Dati di annotazione dei contorni:
<<<<

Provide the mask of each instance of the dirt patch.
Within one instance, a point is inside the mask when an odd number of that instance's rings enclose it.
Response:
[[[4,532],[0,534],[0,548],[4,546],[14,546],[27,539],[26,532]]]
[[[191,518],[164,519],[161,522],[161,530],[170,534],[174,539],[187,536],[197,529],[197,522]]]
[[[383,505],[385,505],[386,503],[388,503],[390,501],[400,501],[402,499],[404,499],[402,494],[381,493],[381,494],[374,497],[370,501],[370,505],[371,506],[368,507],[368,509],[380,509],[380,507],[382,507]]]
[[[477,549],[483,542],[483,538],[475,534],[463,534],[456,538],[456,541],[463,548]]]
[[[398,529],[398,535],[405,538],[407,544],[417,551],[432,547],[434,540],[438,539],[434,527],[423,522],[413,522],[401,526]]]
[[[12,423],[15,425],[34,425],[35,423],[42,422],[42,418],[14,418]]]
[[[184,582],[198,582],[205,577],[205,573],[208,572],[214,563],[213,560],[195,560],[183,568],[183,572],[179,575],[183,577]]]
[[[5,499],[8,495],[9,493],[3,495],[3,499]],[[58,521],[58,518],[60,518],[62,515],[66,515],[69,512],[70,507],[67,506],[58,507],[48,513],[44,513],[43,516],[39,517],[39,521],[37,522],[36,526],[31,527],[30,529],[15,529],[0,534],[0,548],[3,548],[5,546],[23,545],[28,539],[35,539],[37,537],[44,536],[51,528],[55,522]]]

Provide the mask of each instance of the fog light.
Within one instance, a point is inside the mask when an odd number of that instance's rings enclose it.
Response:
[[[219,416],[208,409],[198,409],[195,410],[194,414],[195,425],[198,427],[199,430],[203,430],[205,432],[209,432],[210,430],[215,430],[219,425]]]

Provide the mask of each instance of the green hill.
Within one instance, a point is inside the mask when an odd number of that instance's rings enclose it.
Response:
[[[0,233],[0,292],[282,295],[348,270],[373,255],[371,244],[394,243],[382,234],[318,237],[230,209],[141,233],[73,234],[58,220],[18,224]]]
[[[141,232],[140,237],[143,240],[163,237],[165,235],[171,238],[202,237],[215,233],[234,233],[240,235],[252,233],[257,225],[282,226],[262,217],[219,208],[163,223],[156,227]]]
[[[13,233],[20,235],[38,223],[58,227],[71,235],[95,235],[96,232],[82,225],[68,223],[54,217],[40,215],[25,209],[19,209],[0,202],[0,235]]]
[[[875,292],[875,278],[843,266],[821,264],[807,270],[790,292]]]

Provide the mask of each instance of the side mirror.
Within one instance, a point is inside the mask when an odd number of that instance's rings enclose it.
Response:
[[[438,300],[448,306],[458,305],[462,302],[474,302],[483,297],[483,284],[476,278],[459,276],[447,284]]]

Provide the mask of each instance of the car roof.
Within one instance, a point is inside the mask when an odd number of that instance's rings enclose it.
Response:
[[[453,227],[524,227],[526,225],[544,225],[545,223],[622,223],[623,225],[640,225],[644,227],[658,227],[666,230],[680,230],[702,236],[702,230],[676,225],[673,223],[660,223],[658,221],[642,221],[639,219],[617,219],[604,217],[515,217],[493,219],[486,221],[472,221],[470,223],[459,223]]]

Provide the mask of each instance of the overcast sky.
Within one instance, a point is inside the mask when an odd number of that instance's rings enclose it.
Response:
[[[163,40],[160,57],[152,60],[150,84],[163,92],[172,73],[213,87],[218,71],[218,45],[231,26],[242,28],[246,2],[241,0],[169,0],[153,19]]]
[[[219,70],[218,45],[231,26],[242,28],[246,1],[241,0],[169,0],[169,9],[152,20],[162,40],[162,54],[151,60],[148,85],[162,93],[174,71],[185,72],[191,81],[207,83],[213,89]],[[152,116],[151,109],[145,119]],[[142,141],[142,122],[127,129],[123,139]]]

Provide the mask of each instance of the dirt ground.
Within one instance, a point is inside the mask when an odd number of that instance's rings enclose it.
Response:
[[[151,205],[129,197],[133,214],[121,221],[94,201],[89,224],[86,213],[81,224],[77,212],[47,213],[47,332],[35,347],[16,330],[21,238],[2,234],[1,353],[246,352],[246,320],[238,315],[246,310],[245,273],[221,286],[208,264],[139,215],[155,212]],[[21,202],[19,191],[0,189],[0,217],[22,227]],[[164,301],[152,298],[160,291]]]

>>>>

Partendo dall'inizio dei dati e arrivando alla riga che contiene "[[[4,532],[0,534],[0,548],[4,546],[14,546],[27,539],[26,532]]]", inclusa, riscrivi tutte le righe, richieste comprese, aumentando di 34 ogni coordinata nelle risposte. Non riportare altre righe.

RISPOSTA FINALE:
Provide the mask of each instance of the dirt patch.
Within one instance, a point is inside the mask when an odd number of that instance's rings enclose it.
Response:
[[[38,566],[34,568],[34,582],[38,580],[48,580],[61,573],[60,566]]]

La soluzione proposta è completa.